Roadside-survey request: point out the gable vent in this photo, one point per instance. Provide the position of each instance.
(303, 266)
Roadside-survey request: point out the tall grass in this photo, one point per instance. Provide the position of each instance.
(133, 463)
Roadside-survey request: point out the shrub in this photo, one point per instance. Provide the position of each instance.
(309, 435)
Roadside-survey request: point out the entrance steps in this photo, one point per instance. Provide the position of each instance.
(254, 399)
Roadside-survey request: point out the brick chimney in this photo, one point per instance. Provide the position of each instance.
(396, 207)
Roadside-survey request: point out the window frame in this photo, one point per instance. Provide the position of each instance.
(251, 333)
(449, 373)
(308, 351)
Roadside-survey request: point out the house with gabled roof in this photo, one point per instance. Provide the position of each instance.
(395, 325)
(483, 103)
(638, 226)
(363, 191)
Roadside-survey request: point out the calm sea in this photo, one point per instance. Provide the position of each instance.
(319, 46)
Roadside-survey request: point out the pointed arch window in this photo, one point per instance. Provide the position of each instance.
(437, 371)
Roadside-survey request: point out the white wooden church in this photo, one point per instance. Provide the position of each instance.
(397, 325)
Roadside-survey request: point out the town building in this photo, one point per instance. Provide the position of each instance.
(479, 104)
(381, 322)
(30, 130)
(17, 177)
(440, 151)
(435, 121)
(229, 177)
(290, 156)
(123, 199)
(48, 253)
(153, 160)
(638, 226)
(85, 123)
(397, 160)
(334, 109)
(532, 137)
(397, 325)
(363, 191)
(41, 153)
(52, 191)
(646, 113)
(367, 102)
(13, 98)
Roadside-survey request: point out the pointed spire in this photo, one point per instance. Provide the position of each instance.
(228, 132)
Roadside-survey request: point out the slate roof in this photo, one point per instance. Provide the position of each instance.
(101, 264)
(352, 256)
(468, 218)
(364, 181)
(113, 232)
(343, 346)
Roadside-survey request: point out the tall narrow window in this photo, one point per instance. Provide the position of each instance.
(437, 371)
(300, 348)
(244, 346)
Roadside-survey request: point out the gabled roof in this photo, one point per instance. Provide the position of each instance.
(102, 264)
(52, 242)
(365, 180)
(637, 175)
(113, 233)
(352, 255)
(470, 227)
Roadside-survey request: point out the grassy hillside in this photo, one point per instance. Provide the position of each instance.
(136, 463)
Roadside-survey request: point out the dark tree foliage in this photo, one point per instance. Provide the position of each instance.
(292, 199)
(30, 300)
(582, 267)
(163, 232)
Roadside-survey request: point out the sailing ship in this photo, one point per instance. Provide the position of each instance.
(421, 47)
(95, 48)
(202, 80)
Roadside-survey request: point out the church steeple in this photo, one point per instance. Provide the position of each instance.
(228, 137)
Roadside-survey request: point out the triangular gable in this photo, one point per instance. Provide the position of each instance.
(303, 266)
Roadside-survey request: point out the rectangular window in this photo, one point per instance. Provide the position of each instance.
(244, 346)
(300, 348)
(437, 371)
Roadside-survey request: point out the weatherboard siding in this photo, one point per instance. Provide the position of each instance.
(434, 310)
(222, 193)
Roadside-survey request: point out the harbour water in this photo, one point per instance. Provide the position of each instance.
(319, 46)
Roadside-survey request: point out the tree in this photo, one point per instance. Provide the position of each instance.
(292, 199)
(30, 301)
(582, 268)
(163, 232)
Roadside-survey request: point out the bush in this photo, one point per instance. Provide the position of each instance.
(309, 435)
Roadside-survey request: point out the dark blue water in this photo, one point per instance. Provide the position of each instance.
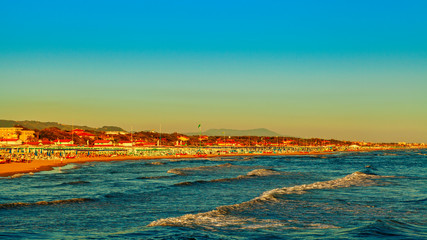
(372, 195)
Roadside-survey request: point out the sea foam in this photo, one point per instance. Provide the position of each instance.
(228, 216)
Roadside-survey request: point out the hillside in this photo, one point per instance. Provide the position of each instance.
(42, 125)
(233, 132)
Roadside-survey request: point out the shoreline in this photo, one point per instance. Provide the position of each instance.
(11, 169)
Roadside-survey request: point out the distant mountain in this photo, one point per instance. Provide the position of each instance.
(42, 125)
(232, 132)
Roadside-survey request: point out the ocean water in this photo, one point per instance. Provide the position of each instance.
(371, 195)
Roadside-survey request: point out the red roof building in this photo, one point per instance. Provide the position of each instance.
(103, 143)
(63, 142)
(13, 141)
(125, 144)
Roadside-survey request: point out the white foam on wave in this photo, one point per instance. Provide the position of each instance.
(184, 171)
(228, 216)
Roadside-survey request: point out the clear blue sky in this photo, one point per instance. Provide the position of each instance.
(352, 70)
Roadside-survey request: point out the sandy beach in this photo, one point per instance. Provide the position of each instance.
(10, 169)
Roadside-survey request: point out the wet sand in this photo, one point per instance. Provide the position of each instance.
(10, 169)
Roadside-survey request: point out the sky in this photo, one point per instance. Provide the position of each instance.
(348, 70)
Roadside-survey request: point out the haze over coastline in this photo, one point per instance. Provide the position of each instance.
(304, 69)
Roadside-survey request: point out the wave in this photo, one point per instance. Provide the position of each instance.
(75, 183)
(185, 171)
(156, 163)
(225, 216)
(251, 174)
(154, 177)
(391, 228)
(55, 202)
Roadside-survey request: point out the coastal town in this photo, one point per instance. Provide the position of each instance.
(20, 144)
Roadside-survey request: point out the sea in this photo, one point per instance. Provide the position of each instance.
(343, 195)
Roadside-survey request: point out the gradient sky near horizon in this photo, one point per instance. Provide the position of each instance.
(350, 70)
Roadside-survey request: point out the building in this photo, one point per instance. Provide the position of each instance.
(115, 132)
(63, 142)
(82, 133)
(16, 133)
(125, 144)
(10, 142)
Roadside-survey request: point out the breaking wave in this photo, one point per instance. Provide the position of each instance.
(233, 215)
(156, 163)
(186, 171)
(254, 173)
(155, 177)
(55, 202)
(76, 183)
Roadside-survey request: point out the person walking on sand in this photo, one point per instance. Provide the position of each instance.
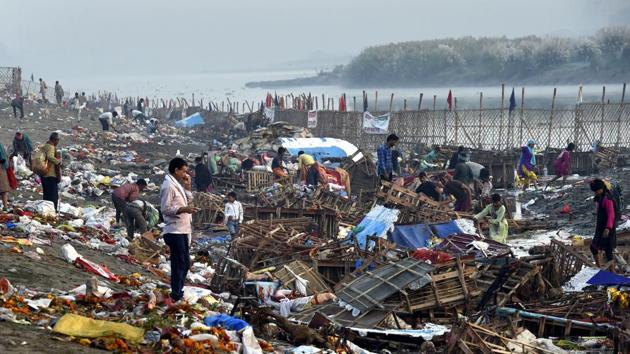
(75, 104)
(58, 93)
(277, 166)
(18, 103)
(140, 106)
(494, 215)
(42, 89)
(107, 120)
(606, 226)
(385, 163)
(233, 214)
(124, 194)
(5, 187)
(22, 146)
(527, 164)
(51, 179)
(203, 178)
(562, 165)
(175, 195)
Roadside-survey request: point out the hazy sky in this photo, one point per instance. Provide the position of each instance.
(83, 37)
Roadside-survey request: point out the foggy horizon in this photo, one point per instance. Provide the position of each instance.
(75, 38)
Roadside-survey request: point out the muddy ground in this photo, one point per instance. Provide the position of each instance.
(52, 271)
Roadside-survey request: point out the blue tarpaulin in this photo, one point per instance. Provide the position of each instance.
(607, 278)
(446, 229)
(190, 121)
(319, 148)
(376, 223)
(411, 236)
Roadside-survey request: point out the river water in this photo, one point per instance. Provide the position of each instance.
(222, 86)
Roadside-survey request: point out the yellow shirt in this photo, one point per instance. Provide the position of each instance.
(53, 161)
(305, 160)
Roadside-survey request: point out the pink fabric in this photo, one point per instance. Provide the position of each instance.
(128, 192)
(173, 197)
(562, 165)
(610, 212)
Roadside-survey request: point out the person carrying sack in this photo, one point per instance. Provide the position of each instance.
(46, 163)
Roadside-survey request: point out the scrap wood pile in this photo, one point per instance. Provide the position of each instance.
(275, 241)
(415, 208)
(266, 139)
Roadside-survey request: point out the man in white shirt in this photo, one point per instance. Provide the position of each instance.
(233, 214)
(107, 119)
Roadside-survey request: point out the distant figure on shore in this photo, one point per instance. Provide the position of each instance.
(527, 164)
(459, 190)
(58, 93)
(203, 178)
(385, 163)
(18, 103)
(83, 100)
(126, 108)
(42, 89)
(606, 227)
(51, 179)
(107, 119)
(127, 193)
(140, 106)
(233, 214)
(277, 165)
(494, 215)
(138, 116)
(75, 104)
(5, 187)
(305, 163)
(22, 146)
(562, 165)
(455, 158)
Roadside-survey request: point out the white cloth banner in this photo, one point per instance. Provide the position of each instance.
(375, 125)
(312, 119)
(270, 113)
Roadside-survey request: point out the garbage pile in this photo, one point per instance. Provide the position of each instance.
(312, 270)
(266, 139)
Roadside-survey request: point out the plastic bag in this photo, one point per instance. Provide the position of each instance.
(41, 207)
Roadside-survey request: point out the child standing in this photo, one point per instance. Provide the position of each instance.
(233, 214)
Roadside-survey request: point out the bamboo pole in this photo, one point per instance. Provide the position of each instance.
(601, 123)
(391, 101)
(623, 96)
(520, 135)
(553, 109)
(433, 117)
(480, 119)
(456, 119)
(502, 112)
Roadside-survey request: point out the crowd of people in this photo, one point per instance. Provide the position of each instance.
(456, 183)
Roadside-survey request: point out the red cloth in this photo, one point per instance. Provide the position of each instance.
(449, 100)
(96, 269)
(128, 192)
(562, 164)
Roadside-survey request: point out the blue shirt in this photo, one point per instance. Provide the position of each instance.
(385, 164)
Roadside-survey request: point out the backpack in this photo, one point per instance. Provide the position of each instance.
(39, 162)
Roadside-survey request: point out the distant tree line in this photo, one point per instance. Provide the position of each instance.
(470, 59)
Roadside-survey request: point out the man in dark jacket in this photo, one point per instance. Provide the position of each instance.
(203, 178)
(605, 230)
(18, 103)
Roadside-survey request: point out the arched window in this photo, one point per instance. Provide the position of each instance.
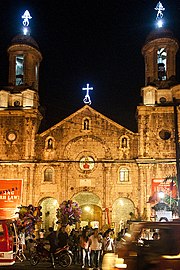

Work to complete: Pull out every line above that contains the word "tall" and copy each one in full.

Answer to the exercise:
Roadside-survey request: point out the tall grass in this photo, one point per instance. Provide the position of each instance.
Roadside-survey request: point out the tall narrow window in this photo, one point per instance. Provide the position of each instance.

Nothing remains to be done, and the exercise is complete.